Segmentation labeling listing
§

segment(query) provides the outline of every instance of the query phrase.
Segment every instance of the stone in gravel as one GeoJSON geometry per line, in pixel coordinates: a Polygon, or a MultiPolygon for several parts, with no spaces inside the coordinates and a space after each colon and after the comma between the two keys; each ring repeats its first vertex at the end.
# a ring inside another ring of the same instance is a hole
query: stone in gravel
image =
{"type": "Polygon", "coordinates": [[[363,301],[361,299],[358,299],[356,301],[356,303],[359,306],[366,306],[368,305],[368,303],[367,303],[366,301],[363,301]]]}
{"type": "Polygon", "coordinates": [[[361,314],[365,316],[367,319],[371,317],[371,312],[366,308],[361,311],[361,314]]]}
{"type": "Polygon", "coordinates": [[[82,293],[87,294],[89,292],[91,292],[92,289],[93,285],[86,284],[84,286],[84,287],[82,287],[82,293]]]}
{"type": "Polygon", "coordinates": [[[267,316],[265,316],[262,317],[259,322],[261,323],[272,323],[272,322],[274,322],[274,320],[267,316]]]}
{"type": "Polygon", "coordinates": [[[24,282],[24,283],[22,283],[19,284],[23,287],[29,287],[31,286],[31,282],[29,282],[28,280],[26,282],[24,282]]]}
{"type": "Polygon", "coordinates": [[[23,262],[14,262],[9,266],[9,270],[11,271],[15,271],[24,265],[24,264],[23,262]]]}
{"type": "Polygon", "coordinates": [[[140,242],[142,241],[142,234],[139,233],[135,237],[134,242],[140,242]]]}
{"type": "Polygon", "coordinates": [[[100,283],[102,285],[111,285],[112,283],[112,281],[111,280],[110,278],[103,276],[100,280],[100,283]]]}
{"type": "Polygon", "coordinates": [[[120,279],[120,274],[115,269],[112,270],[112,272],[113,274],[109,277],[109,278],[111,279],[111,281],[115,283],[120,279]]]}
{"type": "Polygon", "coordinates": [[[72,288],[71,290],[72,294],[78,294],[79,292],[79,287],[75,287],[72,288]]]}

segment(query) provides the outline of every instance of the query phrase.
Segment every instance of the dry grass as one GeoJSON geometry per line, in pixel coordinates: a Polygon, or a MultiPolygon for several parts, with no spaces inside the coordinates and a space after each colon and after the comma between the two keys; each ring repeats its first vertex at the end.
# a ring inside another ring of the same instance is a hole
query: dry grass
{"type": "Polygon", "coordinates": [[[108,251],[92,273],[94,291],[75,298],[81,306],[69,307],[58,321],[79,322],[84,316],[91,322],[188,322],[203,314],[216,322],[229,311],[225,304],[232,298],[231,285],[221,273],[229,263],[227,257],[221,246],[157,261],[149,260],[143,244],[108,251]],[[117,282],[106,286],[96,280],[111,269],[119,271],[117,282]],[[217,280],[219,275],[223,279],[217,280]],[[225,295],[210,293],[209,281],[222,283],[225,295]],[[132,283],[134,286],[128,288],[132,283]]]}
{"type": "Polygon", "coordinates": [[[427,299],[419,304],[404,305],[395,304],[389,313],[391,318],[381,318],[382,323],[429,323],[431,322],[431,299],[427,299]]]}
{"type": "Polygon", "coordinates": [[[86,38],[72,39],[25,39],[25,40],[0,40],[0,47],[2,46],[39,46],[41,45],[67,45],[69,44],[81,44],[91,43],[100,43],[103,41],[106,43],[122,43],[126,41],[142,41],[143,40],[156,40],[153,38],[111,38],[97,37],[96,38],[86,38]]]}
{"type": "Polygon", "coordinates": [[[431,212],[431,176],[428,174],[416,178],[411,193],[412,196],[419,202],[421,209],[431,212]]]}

§

Required task » Pull out each line of the listing above that contains the string "first". Uppercase and lowercase letters must match.

Task result »
Segment every instance of the stone in gravel as one GeoJSON geometry per line, in pixel coordinates: a Polygon, or a MultiPolygon for several parts, with no spaces inside the coordinates and a space after each colon and after the comma between the two keys; each ring repeats its first vertex at the end.
Segment every instance of the dry grass as one GeoJSON geometry per line, in pixel coordinates: a Polygon, or a MultiPolygon for several parts, with no spaces inside the coordinates and a space after each colon and after the comma between the two keys; each ring repeats its first vertex at the end.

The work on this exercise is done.